## Page text
Am 11.01.2015 um 13:25 schrieb Rich Freeman:
> On Sun, Jan 11, 2015 at 3:22 AM, Alan McKinnon <alan.mckin...@gmail.com> 
> wrote:
>> The reason I'm recommending to keep all of /etc in it's own repo is that
>> it's the simplest way to do it. /etc/ is a large mixture of
>> ansible-controlled files, sysadmin-controlled files, and other arbitrary
>> files installed by the package manager. It's also not very big, around
>> 10M or so typically. So you *could* manually add to a repo every file
>> you change manually, but that is error-prone and easy to forget. Simpler
>> to just commit everything in /etc which gives you an independant record
>> of all changes over time. Have you ever dealt with a compliance auditor?
>> An independant change record that is separate from the CM itself is a
>> feature that those fellows really like a lot.
> 
> If you're taking care of individual long-lived hosts this probably
> isn't a bad idea.
> 
> If you just build a new host anytime you do updates and destroy the
> old one then obviously a git repo in /etc won't get you far.

I have long-lived hosts out there and with rather individual setups and
a wide range of age (= deployed over many years).

So my first goal is kind of getting an overview:

* what boxes am I responsible for?

* getting some kind of meta-info into my local systems -> /etc, @world,
and maybe something like the facts provided by "facter" module (a nice
kind of profile ... with stuff like MAC addresses and other essential
info)  ... [1]

and then, as I learn my steps, I can roll out some homogenization:

* my ssh-keys really *everywhere*
* standardize things for each customers site (network setup, proxies)

etc etc

I am just cautious: rolling out standardized configs over dozens of
maybe different servers is a bit of a risk. But I think this will come
step by step ... new servers get the roles applied from the start, and
existing ones are maybe adapted to this when I do other update work.

## Exercise set
1. Quote from the post on managing long-lived hosts, starting at the words "So my first" and ending after "(network setup, proxies)".
2. According to the post on managing long-lived hosts, what kinds of files make up the mixture found in /etc? List them all.
3. Carry on the post on managing long-lived hosts from its last sentence.
The data records have no connection to the post on managing long-lived hosts.

(Data records)

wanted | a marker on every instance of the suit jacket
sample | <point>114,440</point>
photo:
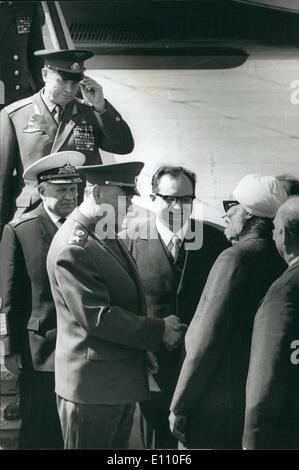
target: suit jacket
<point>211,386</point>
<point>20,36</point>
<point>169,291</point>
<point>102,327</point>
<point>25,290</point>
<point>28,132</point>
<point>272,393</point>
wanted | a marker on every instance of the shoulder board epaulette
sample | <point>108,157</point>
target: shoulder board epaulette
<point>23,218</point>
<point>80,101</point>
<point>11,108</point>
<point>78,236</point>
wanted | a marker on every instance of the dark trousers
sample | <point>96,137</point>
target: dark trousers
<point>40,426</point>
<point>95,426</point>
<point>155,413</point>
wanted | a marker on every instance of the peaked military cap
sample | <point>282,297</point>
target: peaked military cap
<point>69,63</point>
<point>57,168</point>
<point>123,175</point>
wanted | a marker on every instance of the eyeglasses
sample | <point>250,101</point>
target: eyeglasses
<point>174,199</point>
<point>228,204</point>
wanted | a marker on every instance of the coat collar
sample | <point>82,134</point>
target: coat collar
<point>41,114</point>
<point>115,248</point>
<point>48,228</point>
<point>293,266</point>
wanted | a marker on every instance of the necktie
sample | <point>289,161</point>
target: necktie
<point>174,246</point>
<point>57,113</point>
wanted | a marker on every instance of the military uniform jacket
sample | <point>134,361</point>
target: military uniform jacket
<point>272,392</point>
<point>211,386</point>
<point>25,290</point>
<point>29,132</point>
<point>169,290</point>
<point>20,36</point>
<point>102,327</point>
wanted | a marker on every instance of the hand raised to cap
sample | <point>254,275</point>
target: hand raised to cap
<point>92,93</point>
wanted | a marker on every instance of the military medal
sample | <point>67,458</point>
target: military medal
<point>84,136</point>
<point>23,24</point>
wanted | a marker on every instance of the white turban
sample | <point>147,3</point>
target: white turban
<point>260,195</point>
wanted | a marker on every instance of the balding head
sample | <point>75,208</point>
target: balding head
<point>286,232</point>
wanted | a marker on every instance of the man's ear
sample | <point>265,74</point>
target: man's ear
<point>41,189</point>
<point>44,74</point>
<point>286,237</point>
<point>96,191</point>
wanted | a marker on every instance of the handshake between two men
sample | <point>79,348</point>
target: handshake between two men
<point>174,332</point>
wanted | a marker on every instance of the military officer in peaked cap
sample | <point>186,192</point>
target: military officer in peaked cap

==

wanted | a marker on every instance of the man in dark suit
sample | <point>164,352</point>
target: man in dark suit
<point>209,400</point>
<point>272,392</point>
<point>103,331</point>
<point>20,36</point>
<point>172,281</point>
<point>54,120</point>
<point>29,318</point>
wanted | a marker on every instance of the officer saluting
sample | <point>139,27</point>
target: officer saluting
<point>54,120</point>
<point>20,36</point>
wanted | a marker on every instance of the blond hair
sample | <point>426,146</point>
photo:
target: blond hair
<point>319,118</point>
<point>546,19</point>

## Answers for this exercise
1.
So my first goal is kind of getting an overview:

* what boxes am I responsible for?

* getting some kind of meta-info into my local systems -> /etc, @world,
and maybe something like the facts provided by "facter" module (a nice
kind of profile ... with stuff like MAC addresses and other essential
info)  ... [1]

and then, as I learn my steps, I can roll out some homogenization:

* my ssh-keys really *everywhere*
* standardize things for each customers site (network setup, proxies)

2.
- Ansible-controlled files
- Sysadmin-controlled files
- Other arbitrary files installed by the package manager

3.
And at keeping /etc in git:

So far I made it a habit to do that on customer servers. Keeping track
of changes is a good thing and helpful. I still wonder how to centralize
this as I would like to have these, let's call them "profiles" in my own
LAN as well. People tend to forget their backups etc ... I feel better
with a copy locally.

This leads to finding a structure of managing this.

The /etc-git-repos so far are local to the customer servers.
Sure, I can add remote repos and use ansible to push the content up there.

One remote-repo per server-machine? I want to run these remote-repos on
one of my inhouse-servers ...

For now I wrote a small playbook that allows me to rsync /etc and
world-file from all the Gentoo-boxes out there (and only /etc from
firewalls and other non-gentoo-machines).

As mentioned I don't have FQDNs for all hosts and this leads to the
problem that there are several lines like "ipfire" in several groups.

Rsyncing stuff into a path containing the hostname leads to conflicts:

        - name: "sync /etc from remote host to inventory host"
          synchronize: |
                  mode=pull
                  src=/etc
                  dest={{ local_storage_path }}/"{{ inventory_hostname
}}"/etc
                  delete=yes
                  recursive=yes


So I assume I should just setup some kind of talking names like:

[smith]
ipfire_smith ....

[brown]
ipfire_brown ....

... and use these just as "labels" ?

Another idea is to generate some kind of UUID for each host and use that?

----

I really like the ansible-approach so far.

Even when I might not yet run the full standardized approach as I have
to slowly get the existing hosts into this growing setup.

Stefan


[1]  I haven't yet managed to store the output of the setup-module to
the inventory host. I could run "ansible -i hosts.yml -m setup all" but
I want a named txt-file per host in a separate subdir ...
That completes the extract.